======== Textauszug ========
Die Gästeliste hat sich ein bisschen neu sortiert: keine Glamour-Stars mehr wie früher Angelina Jolie oder Bono – Davos 2009 ist bewusst als nüchternes Arbeitstreffen in Zeiten der Krise inszeniert. Auch andere frühere Stammgäste vor allem aus der Bankenbranche fehlen – weil sie nicht mehr im Amt sind.
"Wir müssen unsere Art zu denken überprüfen"
Bei den verbliebenen hat sich das Machtverhältnis deutlich verschoben. „2009: Die Rückkehr zur Staatsmacht“, heißt eine der Arbeitssitzungen. In der Tat ist das der Tenor des Gipfels: Die Politik, die mit Milliarden-Paketen taumelnde Firmen vorläufig vor dem Absturz gerettet hat, soll nun auch bei der Schaffung einer neuen Finanzordnung die Führungsrolle übernehmen. „Nach vielen fetten und glücklichen Jahren erlebte die Wirtschafts-Elite, dass ihre Macht und ihr Ansehen ebenso schnell schwanden wie die Werte und Konzepte, für die sie standen“, schreibt die „Herald Tribune“.
======== Bereitgestellte Auflistung ========
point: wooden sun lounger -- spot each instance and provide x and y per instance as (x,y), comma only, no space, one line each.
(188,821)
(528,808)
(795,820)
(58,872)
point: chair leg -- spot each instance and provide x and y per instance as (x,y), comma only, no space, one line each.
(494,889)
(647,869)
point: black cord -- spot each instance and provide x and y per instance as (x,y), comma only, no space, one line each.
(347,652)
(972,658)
========
======== Bereitgestellte Auflistung ========
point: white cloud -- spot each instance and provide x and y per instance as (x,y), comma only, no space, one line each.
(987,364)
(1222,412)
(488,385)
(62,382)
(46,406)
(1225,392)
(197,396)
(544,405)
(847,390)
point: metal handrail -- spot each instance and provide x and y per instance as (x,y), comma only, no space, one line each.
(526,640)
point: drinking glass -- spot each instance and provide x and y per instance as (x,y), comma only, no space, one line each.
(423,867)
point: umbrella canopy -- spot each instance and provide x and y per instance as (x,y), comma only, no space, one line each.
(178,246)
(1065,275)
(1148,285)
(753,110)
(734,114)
========
Aufgaben:
A: Kannst du im Auszug über Davos 2009 alles von „Die Gästeliste hat“ bis hinunter zu „im Amt sind.“ neu schreiben und dabei „Glamour-Stars“ durch „Prominente“ ersetzen?
B: Wie geht der Auszug über den Davos-Gipfel 2009 weiter? Schreib ihn im Anschluss an seinen letzten Satz fort.

Antworten:
A:
Die Gästeliste hat sich ein bisschen neu sortiert: keine Prominente mehr wie früher Angelina Jolie oder Bono – Davos 2009 ist bewusst als nüchternes Arbeitstreffen in Zeiten der Krise inszeniert. Auch andere frühere Stammgäste vor allem aus der Bankenbranche fehlen – weil sie nicht mehr im Amt sind.

B:
„Was wir erleben, ist die Geburt einer neuen Ära, eines Weckrufs, damit wir unsere Institutionen überprüfen, unsere Systeme, vor allem aber unsere Art zu denken“, sagt der Gründer des Weltwirtschaftsforums, der deutsche Professor Klaus Schwab. Der Strukturwandel werde ein völlig neues System schaffen. Schwab erinnert an den Roman „Zauberberg“ von Thomas Mann, der Davos so berühmt gemacht hat – als Ort für Kranke. „Wir sehen den Gipfel als Sanatorium für die Weltwirtschaft an“, sagt er. „Wenn sie von der Intensivstation kommen, können die Patienten im Sanatorium zur alten Stärke zurückfinden.“
In dieser Krise sitzen alle in einem Boot
Ein wichtiger Player allerdings fehlt in Davos: die neue US-Regierung, die momentan noch genug damit zu tun hat, ins Amt zu finden. Obama schickt nur seine Beraterin Valerie Jarrett. Dafür kommt die alte Garde wie Bill Clinton und Al Gore. Die Eröffnung gehörte gestern denn auch eher den östlichen Mächten: dem Russen Wladimir Putin und dem Chinesen Wen Jiabao. Doch deutlich wurde auch: In dieser Krise sitzen alle in einem Boot.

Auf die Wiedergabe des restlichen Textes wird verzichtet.